(AIM OF THE TASK): In the listing below, please print the line that contains "mark: the tall" and every line that follows it, exactly.

[Point annotation records]
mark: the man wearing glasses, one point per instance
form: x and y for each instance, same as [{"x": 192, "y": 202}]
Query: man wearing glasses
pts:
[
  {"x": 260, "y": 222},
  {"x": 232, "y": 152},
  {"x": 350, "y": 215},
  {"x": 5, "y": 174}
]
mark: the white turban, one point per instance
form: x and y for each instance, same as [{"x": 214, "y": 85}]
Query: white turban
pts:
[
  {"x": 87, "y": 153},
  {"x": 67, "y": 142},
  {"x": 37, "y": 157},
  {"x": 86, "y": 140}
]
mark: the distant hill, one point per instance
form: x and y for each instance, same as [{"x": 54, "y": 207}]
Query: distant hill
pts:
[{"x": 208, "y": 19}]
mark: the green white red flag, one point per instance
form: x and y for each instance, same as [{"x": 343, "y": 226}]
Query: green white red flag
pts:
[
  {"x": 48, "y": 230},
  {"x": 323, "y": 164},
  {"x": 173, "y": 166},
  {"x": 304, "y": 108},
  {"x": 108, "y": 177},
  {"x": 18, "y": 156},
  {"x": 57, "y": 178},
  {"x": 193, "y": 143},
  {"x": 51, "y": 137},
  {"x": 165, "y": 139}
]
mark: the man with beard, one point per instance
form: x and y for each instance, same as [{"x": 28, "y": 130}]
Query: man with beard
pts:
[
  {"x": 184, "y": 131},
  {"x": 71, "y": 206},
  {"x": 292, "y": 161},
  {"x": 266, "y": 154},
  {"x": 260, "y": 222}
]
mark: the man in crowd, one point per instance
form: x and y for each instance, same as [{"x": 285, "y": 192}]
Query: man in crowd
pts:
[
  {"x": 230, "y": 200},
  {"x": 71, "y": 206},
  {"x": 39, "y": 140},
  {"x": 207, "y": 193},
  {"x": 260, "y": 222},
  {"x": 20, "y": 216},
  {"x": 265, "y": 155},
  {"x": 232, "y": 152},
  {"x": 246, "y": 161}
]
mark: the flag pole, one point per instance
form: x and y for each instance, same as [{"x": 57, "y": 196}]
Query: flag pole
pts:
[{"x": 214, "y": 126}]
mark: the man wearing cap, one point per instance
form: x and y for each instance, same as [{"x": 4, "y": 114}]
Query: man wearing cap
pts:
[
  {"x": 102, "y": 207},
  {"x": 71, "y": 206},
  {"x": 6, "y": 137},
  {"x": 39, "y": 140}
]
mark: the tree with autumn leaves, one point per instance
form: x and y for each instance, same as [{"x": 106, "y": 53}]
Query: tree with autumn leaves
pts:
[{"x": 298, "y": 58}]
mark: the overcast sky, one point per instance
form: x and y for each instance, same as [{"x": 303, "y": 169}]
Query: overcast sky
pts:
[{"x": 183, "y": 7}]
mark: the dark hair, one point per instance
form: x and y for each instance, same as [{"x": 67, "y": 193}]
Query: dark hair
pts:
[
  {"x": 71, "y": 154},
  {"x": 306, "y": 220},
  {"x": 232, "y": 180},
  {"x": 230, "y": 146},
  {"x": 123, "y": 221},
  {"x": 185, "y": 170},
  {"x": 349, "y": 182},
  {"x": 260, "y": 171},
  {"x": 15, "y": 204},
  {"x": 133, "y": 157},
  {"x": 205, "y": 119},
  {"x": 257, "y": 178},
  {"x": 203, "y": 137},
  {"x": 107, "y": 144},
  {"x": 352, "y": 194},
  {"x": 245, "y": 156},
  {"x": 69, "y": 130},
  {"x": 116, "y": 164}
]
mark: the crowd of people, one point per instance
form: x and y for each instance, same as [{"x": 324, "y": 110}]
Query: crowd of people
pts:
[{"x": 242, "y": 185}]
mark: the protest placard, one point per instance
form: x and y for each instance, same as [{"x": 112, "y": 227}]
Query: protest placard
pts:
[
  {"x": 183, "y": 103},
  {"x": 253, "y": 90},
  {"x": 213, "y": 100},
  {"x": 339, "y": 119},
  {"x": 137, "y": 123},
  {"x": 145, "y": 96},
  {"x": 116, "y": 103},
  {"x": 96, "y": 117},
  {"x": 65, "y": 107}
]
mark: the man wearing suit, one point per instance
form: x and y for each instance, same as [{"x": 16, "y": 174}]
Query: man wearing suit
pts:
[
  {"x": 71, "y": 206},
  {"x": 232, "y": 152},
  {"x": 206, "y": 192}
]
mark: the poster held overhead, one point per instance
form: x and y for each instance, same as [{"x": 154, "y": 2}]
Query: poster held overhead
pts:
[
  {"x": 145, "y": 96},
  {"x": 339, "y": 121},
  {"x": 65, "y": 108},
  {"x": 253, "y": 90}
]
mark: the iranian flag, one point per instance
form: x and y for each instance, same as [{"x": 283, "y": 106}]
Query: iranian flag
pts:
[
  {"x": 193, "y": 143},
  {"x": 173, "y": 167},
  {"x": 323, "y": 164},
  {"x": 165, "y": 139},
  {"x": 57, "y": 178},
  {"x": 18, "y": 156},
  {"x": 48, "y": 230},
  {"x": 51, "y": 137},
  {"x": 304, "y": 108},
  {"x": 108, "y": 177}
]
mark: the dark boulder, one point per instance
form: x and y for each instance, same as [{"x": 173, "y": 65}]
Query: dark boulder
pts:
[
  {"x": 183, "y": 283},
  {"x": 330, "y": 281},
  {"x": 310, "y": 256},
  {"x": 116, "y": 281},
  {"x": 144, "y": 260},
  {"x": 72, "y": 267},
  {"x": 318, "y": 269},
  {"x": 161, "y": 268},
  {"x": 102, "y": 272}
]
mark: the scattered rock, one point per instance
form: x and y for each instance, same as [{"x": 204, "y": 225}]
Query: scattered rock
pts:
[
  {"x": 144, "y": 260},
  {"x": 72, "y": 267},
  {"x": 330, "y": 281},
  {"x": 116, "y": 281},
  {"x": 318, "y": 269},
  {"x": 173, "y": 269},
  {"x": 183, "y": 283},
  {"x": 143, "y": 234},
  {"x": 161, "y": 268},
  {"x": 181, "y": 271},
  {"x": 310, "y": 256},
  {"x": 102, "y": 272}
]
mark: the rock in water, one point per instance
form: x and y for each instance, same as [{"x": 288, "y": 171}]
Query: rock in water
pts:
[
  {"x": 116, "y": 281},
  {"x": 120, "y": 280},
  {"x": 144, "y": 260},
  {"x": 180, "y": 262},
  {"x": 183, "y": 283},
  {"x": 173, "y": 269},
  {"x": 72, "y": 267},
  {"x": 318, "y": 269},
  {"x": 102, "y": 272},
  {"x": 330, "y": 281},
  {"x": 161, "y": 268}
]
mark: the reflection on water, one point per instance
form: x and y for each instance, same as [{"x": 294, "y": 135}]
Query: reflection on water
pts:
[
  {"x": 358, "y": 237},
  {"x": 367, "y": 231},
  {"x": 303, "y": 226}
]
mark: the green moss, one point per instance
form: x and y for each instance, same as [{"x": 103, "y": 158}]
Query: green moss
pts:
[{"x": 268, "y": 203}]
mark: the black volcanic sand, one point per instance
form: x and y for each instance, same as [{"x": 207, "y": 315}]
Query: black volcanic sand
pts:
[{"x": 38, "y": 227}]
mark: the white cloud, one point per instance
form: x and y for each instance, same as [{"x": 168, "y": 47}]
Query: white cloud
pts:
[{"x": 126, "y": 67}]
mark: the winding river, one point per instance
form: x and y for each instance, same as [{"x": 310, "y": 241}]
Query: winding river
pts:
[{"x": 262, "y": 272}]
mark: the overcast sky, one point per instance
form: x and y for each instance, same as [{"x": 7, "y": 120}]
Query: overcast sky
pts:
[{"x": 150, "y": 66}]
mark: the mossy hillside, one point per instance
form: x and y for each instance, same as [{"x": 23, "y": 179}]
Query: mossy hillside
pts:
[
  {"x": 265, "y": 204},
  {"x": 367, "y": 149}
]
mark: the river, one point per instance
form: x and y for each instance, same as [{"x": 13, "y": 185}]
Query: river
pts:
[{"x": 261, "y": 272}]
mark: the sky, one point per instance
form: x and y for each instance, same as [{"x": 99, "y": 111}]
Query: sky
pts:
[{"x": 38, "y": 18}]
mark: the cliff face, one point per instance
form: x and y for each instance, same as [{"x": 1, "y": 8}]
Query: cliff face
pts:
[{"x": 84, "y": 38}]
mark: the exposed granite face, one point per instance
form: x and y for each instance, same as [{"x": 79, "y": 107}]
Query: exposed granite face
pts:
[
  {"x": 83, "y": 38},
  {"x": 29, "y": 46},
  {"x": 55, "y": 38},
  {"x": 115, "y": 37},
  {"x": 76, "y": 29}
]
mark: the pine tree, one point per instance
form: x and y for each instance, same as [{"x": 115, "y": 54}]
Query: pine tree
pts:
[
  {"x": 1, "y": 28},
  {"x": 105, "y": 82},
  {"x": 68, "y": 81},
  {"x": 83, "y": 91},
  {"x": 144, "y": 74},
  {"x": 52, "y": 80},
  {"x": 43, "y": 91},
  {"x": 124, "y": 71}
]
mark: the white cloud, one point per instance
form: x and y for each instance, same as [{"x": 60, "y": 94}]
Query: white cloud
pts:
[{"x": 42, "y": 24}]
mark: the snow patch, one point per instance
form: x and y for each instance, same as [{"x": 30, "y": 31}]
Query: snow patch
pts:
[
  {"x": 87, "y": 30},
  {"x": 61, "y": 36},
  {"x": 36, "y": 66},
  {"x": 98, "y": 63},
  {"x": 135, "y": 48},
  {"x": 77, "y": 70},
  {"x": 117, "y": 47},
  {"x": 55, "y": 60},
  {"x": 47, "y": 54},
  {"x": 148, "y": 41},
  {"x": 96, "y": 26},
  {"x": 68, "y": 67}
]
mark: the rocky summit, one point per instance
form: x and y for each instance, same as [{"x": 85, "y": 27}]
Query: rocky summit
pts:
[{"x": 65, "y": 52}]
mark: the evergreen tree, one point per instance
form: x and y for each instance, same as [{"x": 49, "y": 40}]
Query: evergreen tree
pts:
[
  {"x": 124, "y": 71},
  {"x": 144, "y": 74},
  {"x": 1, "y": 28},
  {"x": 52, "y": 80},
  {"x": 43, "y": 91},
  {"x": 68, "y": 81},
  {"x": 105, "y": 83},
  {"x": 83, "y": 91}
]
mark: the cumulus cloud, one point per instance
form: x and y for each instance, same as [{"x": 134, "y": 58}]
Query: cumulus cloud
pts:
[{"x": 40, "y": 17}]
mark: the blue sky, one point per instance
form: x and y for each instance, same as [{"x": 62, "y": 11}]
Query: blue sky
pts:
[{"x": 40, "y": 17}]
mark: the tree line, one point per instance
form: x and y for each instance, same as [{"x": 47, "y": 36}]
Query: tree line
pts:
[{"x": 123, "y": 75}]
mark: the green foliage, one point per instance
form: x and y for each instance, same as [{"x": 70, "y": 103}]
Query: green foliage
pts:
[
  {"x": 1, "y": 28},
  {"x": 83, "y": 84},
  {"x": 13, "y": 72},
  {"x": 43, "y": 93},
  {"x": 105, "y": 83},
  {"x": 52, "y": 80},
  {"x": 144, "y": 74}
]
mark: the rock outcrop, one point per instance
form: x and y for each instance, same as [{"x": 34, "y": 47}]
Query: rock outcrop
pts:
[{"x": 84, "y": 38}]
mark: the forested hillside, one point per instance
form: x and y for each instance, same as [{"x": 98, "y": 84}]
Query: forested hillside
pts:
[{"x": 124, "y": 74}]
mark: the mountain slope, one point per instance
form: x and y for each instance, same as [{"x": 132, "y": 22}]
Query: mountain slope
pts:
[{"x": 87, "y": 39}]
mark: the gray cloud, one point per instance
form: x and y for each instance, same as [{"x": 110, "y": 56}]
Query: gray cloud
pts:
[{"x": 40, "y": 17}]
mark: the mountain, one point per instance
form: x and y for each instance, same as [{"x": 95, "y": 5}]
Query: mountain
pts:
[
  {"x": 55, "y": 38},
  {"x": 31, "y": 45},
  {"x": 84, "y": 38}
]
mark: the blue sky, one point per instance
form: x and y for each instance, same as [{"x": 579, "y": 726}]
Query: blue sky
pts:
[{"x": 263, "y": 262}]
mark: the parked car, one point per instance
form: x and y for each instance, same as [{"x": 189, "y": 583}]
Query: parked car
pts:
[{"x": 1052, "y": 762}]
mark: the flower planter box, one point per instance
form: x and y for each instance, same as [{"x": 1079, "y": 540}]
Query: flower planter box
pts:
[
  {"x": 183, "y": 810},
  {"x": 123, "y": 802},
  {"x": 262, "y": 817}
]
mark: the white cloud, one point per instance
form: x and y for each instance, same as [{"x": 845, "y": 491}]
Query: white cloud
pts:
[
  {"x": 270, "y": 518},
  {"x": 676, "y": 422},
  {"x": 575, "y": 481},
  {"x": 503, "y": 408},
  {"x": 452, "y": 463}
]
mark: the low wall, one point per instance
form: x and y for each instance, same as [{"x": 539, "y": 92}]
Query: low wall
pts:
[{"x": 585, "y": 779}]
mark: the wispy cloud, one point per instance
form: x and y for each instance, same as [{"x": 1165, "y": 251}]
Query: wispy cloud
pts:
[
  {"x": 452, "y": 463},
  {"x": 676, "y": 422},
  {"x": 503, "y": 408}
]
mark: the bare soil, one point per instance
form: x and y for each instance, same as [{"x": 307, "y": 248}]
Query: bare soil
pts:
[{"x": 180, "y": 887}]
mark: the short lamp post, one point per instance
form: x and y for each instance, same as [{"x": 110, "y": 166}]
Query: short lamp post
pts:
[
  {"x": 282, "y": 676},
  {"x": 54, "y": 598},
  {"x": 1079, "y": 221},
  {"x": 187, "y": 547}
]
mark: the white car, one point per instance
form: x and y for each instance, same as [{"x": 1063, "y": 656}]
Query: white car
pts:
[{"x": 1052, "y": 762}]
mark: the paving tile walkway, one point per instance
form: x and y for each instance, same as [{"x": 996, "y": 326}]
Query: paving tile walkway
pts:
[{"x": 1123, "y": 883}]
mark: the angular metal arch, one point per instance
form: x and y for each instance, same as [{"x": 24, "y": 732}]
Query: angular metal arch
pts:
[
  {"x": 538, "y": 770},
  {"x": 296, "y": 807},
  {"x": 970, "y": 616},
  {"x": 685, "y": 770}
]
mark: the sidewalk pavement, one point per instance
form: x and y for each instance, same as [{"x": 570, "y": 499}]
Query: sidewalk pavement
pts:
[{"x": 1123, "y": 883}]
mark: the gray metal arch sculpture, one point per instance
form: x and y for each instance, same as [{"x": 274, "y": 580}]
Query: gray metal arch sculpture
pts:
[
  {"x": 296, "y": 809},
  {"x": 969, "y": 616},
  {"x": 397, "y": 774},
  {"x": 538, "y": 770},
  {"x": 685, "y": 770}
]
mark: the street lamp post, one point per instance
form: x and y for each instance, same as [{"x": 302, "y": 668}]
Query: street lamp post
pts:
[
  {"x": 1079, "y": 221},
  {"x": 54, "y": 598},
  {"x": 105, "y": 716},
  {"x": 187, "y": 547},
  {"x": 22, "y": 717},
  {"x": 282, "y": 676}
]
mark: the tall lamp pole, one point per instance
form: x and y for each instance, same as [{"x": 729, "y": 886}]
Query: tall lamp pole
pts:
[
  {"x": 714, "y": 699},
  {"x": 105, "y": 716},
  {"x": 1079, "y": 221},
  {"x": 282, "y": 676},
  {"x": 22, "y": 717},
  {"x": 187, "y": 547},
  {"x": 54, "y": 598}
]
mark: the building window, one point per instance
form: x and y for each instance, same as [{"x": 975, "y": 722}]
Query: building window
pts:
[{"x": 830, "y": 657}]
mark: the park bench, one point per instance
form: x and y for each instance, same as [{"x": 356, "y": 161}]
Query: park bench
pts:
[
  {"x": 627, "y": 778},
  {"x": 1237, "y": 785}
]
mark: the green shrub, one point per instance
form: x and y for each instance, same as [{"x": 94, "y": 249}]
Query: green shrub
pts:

(THE ANSWER):
mark: the tall lamp pole, one point per instance
form: x and y for each instance, same as [{"x": 729, "y": 886}]
Query: tall lamp pole
pts:
[
  {"x": 714, "y": 699},
  {"x": 105, "y": 716},
  {"x": 1079, "y": 221},
  {"x": 282, "y": 676},
  {"x": 22, "y": 717},
  {"x": 187, "y": 547},
  {"x": 54, "y": 598}
]
mark: the building window, one point per instance
form: x and y for each instance, same as [{"x": 975, "y": 722}]
Query: building window
pts:
[{"x": 830, "y": 657}]
mark: the park bench, one point per instance
form: x and y for each instance, same as [{"x": 356, "y": 161}]
Query: park bench
pts:
[
  {"x": 627, "y": 778},
  {"x": 1237, "y": 785}
]
mark: the green shrub, one point per instance
form: x and y for each instance, same as [{"x": 94, "y": 249}]
Query: green shrub
pts:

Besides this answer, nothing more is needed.